- DOCUMENT TEXT -
* * * * * * * * *

Introduction to OCR
The goal of this lesson is to teach how to do OCR (Optical Character Recognition) for printed or typewritten text. After this lesson you will able to convert printed and typewritten texts into digital text files. In order to be able to go through all the steps the OCR’ing process demands, you’ll need to have access to either a scanner or digital camera, a computer with internet access, some patience, and a lot of curiosity! We will make a few easy commands using the Command line, but if you have never used it before, you might want to look at the lesson [Introduction to the Bash Command Line] (/lessons/intro-to-bash). I use Windows, but these instructions should function also in Mac.
Before starting, I would like to say a couple of words on why would anyone want to learn to OCR. There is an increasing amount of digitized sources available in various databases. Simultaneously, OCR’ing takes a lot of time, so why bother? That’s true! However, sometimes just the most relevant and interesting documents for your project are not in digital form. And if you think about the source materials that we use for producing new insights and knowledge on our past, it is very important that we not deliberately restrict ourselves to the already digitized documents, but look also at the sources that might provide alternative and contradictory views!
OCR’ing takes a lot of time. You’ll spend numerous hours with your documents, and you might be frustrated. But don’t worry! I have realized that actually, when you spend a lot of time doing relatively simple and repetitive work, you’ll process the issues related to source criticism more thoroughly.

* * * * * * * * *

- THE REQUEST -
Copy out the full text of the OCR introduction word for word. The lines after this come from a separate source.

- STORED DATA -
* * * * * * * * *

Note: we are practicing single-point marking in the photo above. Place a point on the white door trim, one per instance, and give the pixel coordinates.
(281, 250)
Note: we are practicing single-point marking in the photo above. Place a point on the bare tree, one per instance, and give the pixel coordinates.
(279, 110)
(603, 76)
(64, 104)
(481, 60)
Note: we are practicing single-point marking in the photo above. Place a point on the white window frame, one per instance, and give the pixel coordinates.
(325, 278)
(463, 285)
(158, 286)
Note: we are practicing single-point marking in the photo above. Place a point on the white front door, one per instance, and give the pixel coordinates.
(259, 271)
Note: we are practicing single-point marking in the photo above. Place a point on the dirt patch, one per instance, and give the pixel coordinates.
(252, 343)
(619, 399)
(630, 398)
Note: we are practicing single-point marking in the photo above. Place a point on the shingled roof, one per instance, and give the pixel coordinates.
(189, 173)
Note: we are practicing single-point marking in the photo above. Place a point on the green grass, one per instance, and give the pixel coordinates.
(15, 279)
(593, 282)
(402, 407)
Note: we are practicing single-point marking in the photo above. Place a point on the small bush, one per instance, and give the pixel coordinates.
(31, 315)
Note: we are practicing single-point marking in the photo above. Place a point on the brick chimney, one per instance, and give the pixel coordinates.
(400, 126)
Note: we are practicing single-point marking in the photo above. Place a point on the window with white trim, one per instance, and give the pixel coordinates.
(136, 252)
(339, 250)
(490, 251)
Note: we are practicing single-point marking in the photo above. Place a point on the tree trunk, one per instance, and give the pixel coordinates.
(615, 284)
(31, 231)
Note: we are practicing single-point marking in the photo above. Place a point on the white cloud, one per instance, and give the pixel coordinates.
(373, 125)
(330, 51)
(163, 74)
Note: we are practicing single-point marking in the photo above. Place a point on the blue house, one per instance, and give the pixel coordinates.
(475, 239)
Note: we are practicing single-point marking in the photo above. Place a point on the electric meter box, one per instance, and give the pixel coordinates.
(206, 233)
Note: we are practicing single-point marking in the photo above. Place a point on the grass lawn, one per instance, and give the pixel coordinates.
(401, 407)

* * * * * * * * *

- WRITTEN SOLUTION -
Introduction to OCR
The goal of this lesson is to teach how to do OCR (Optical Character Recognition) for printed or typewritten text. After this lesson you will able to convert printed and typewritten texts into digital text files. In order to be able to go through all the steps the OCR’ing process demands, you’ll need to have access to either a scanner or digital camera, a computer with internet access, some patience, and a lot of curiosity! We will make a few easy commands using the Command line, but if you have never used it before, you might want to look at the lesson [Introduction to the Bash Command Line] (/lessons/intro-to-bash). I use Windows, but these instructions should function also in Mac.
Before starting, I would like to say a couple of words on why would anyone want to learn to OCR. There is an increasing amount of digitized sources available in various databases. Simultaneously, OCR’ing takes a lot of time, so why bother? That’s true! However, sometimes just the most relevant and interesting documents for your project are not in digital form. And if you think about the source materials that we use for producing new insights and knowledge on our past, it is very important that we not deliberately restrict ourselves to the already digitized documents, but look also at the sources that might provide alternative and contradictory views!
OCR’ing takes a lot of time. You’ll spend numerous hours with your documents, and you might be frustrated. But don’t worry! I have realized that actually, when you spend a lot of time doing relatively simple and repetitive work, you’ll process the issues related to source criticism more thoroughly.